Point localization data:
-- Opening Marker --

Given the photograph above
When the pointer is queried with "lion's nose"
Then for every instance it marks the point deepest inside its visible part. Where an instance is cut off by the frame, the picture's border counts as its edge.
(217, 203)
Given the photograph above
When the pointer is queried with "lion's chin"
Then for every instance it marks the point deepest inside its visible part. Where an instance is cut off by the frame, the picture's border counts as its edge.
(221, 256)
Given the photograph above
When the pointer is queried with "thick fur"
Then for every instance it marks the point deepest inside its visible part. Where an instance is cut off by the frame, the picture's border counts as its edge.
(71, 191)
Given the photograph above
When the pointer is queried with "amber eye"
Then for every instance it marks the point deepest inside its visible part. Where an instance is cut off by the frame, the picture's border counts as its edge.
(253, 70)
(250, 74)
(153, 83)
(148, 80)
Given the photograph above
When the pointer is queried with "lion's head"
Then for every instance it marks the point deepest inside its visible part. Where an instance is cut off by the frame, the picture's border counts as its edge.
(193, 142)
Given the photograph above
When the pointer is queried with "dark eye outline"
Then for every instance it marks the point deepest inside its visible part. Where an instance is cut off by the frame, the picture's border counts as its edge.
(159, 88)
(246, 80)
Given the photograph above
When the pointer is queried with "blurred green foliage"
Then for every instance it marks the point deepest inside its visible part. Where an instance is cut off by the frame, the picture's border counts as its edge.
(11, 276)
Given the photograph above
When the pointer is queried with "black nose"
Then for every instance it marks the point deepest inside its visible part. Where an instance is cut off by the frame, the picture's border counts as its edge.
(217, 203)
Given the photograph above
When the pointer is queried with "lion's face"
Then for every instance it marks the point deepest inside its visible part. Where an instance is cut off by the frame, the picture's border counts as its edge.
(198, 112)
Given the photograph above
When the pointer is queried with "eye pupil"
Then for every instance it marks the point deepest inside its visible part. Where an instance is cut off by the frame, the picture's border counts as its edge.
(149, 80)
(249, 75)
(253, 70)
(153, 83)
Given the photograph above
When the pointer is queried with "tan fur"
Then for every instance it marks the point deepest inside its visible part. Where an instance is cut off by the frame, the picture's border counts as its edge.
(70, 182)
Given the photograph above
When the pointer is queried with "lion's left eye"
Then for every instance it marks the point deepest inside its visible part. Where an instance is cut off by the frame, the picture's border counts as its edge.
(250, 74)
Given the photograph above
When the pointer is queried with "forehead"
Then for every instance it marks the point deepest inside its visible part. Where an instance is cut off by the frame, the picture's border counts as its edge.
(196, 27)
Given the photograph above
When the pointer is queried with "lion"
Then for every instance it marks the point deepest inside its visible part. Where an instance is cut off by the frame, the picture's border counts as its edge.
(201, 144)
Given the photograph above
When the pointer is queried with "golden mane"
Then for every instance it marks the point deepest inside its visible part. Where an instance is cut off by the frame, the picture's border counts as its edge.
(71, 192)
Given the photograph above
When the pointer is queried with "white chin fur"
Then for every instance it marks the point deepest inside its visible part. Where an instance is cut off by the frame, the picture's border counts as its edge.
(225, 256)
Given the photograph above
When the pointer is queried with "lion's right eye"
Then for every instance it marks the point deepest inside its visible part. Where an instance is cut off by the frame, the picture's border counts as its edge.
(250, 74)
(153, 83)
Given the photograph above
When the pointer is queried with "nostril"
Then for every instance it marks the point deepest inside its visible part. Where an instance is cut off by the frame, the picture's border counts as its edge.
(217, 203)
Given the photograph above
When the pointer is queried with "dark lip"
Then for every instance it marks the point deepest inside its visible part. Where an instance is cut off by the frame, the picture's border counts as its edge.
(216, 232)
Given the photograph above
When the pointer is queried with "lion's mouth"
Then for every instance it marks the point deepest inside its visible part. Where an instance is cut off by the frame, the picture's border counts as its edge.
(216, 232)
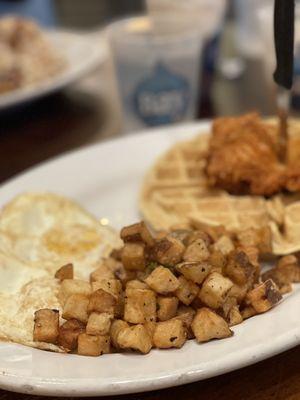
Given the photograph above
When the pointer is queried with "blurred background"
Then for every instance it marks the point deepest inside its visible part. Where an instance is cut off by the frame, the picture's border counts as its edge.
(181, 61)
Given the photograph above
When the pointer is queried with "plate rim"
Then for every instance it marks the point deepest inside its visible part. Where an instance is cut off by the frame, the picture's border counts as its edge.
(66, 77)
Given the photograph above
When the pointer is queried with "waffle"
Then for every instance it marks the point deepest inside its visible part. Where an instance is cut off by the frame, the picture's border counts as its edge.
(176, 192)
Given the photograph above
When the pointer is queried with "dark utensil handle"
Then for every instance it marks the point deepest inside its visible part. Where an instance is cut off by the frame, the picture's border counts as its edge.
(284, 11)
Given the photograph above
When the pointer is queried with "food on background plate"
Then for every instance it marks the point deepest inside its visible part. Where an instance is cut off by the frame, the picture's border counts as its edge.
(39, 234)
(158, 291)
(178, 192)
(27, 56)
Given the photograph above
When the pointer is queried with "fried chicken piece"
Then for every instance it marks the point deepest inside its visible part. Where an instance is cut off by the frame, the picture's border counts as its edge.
(243, 158)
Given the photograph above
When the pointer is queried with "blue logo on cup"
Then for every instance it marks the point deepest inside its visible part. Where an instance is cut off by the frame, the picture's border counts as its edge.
(162, 97)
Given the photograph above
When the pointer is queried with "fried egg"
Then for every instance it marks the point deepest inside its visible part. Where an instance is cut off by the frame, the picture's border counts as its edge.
(45, 231)
(40, 232)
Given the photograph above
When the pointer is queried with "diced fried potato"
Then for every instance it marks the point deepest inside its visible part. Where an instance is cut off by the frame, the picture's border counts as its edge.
(289, 268)
(46, 324)
(65, 272)
(136, 284)
(224, 244)
(196, 251)
(102, 272)
(73, 286)
(171, 333)
(137, 233)
(187, 291)
(68, 334)
(264, 296)
(140, 306)
(135, 337)
(150, 327)
(280, 278)
(208, 325)
(234, 316)
(76, 307)
(168, 251)
(260, 238)
(167, 307)
(90, 345)
(133, 256)
(214, 290)
(113, 286)
(99, 324)
(117, 326)
(239, 268)
(162, 280)
(248, 312)
(228, 304)
(239, 292)
(194, 271)
(102, 301)
(186, 315)
(217, 260)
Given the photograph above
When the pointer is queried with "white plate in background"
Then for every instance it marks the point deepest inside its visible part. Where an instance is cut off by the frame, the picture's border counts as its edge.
(83, 53)
(105, 178)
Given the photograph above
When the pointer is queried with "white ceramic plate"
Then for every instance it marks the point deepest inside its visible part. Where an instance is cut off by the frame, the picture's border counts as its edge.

-- Closing Marker --

# The problem
For this exercise, output the records exactly but omit their pictures.

# Response to this exercise
Given the photograph above
When the pointer is queried with "lion's nose"
Then for every instance it marks the point deepest inside its visible part. Where an instance is cut off by the frame, the picture's border counts as its edge.
(217, 203)
Given the photograph above
When the pointer is queried with "lion's chin"
Then for every instance it marks the point deepest inside its visible part. Where an instance is cut off by the frame, the picture's border counts as its edge.
(221, 256)
Given the photograph above
When the pointer is queried with "thick fur"
Then for every instance it marks the point deepest inside its visible part. Where an instance is cut off by the frame, the picture's border counts as its edge.
(71, 191)
Given the photograph above
When the pointer is queried with "amber eye"
Then for every instance it marks the point deepest inside its visible part. Where an instance is cut off by the frame, the picture's border counts as its edge.
(253, 70)
(250, 74)
(153, 83)
(148, 80)
Given the photograph above
When the pointer is queried with "lion's head"
Then for every instance it marks the point deepest inside its visible part. Where an instance is cut off by the frame, the picture's border counts as its edge.
(193, 142)
Given the photograph above
When the pointer is queried with "dark eye outline"
Then for every instance it marks the point deepest inside its visible part. Where an instance is cut off by the frame, the picture's border counts as its edge.
(159, 88)
(246, 80)
Given the photograph above
When the pointer is queried with "blurred green foliage"
Then for every instance it marks the point deepest inside its visible part. Where an instance is cut off by the frame, the picture's border counts as its edge.
(11, 276)
Given the photograph above
When the pointer is queried with "black nose"
Then for every instance it marks the point deepest inside its visible part. Where an instance is cut off by the frame, the picture's border counts as its edge.
(217, 203)
Given the photograph above
When the pointer is queried with "lion's face"
Then for every instance it marks the point deepest inside its visible part. Where an instance is cut off by the frame, the picture's border counts as its edge.
(198, 112)
Given the photograph above
When the pointer is queried with "eye pupil"
Then for every instance it marks the point deepest inside its visible part. Where an instance is cut off by the frame, the picture's border counts as its edge.
(149, 80)
(249, 75)
(253, 70)
(153, 83)
Given the photograph above
When the pointer is queried with "tan fur"
Then for every instance it marks the point deepest inside its visible part. Where an instance is cut off by the frame, the picture's border counts as its edge.
(70, 182)
Given the photograph above
When the pointer is queried with "lion's left eye"
Then for every instance it marks the point deepest inside its visible part. Where an instance is cut off by the frame, the picture's border counts as its edge.
(250, 74)
Given the photograph above
When the pointer is queried with "forehead"
Then for every instance it marks the point deepest inside its visible part. Where an instance is cut off by the frame, the picture's border counts as its edge.
(196, 27)
Given the photograph above
When the pointer is queried with "lion"
Then for every instance it marks the point deepest inside its visible part. Where an instance is cut off by the frame, the picture's border counts as its edge.
(201, 144)
Given the photograph above
When the pointer is queried with "golden mane"
Then for every instance it marks the point deepest inside its visible part. Where an instance is cut off by the frame, the picture's border counts as its edge.
(71, 192)
Given the photograph above
When the pointer is queried with "white chin fur"
Then for every instance it marks the point deepest inside its visible part. Where an instance is cut off by the frame, the picture's border counts as its edge.
(225, 256)
Given the photograph above
When the pointer is queried with "lion's right eye"
Then for every instance it marks the point deepest inside its visible part. Where an instance is cut off by the frame, the picture's border counts as its edge.
(250, 74)
(153, 83)
Given the photograph above
When the pointer is queried with "nostril"
Then for every instance it marks the point deepest inside its visible part. Where an instance is cut off by the frame, the picture's border counts as its edge.
(217, 203)
Given the photograph above
When the pointer is queried with "dark lip"
Then for every instance it marks the point deepest inside its visible part. Where an instance is cut off by the frame, the picture's border counts as its edge.
(216, 232)
Given the photograph above
When the pointer is queried with "lion's mouth"
Then for every instance it marks the point deepest inside its visible part. Where an instance is cut off by the frame, the picture's border counts as its edge.
(216, 232)
Given the photograph above
When the pointer is queried with "blurred background"
Then for every instance it marks the point deepest inside its visible part. Where an instance is cut off by the frame, the picture's border counts as its edge.
(181, 61)
Given the photograph above
When the pointer is queried with "plate rim"
Then for every instance it marks the point deepest inside its visible part. Where an instance is cut off by the frame, the picture's border counts as its edge.
(66, 77)
Given the photograph above
When the pointer is queried with "waffle"
Then for every instance it marks the point deepest inside its visible part. Where an instance is cut off by the frame, the picture's border counts as its edge.
(176, 192)
Given the photograph above
When the pointer is queried with "dark utensil handle"
Then for every instance it marks the point deepest inside its visible part. Where an instance is cut off by the frame, the picture's border counts as its edge.
(284, 11)
Given the photograph above
When the pointer is queried with "food on background plate"
Then for every instance it marks the point deepest inside its visible part. Where an instance is cut off by the frame, the picture's border counts as its edge.
(39, 234)
(158, 291)
(178, 192)
(27, 56)
Given the photograph above
When the pointer is queried with "fried chicken piece"
Then for every instance it marks the point deepest inside its visible part. Where an instance is cut off by the frame, the picture's border counts as its edge.
(243, 158)
Given the photograph above
When the pointer is queried with "blue logo on cup"
Then for every instance it marks the point deepest inside its visible part. Where an instance is cut off by the frame, the picture's border counts as its edge.
(162, 97)
Given the photograph above
When the pointer is queried with "fried egg"
Then for every instance it marks the point deepest inside its visible part. Where an instance is cut off by the frame, the picture's border counts as its edge.
(45, 231)
(40, 232)
Given the photograph above
When the pointer is queried with "diced fried potato"
Then for every instance it marks the point deepest inside its visible part. Where an instance is cut off by the frame, the picture's border counts as its edge.
(289, 268)
(46, 324)
(65, 272)
(136, 284)
(224, 244)
(196, 251)
(102, 272)
(73, 286)
(171, 333)
(137, 233)
(187, 291)
(68, 334)
(264, 296)
(140, 306)
(135, 337)
(150, 327)
(280, 278)
(208, 325)
(234, 316)
(76, 307)
(168, 251)
(260, 238)
(167, 307)
(90, 345)
(133, 256)
(214, 290)
(113, 286)
(99, 324)
(117, 326)
(239, 268)
(162, 280)
(248, 312)
(228, 304)
(239, 292)
(194, 271)
(102, 301)
(186, 315)
(217, 260)
Given the photograph above
When the pointer is queried with "white plate in background"
Then for every instance it marks the point deepest inside its visible part. Where an instance is cut off by the frame, the picture's border counts as its edge.
(83, 53)
(105, 178)
Given the photograph above
When the pointer is queried with "white ceramic plate"
Then for every instance it marks the point deepest inside its visible part. Where an instance is cut off by the frame, the picture's border counts as its edge.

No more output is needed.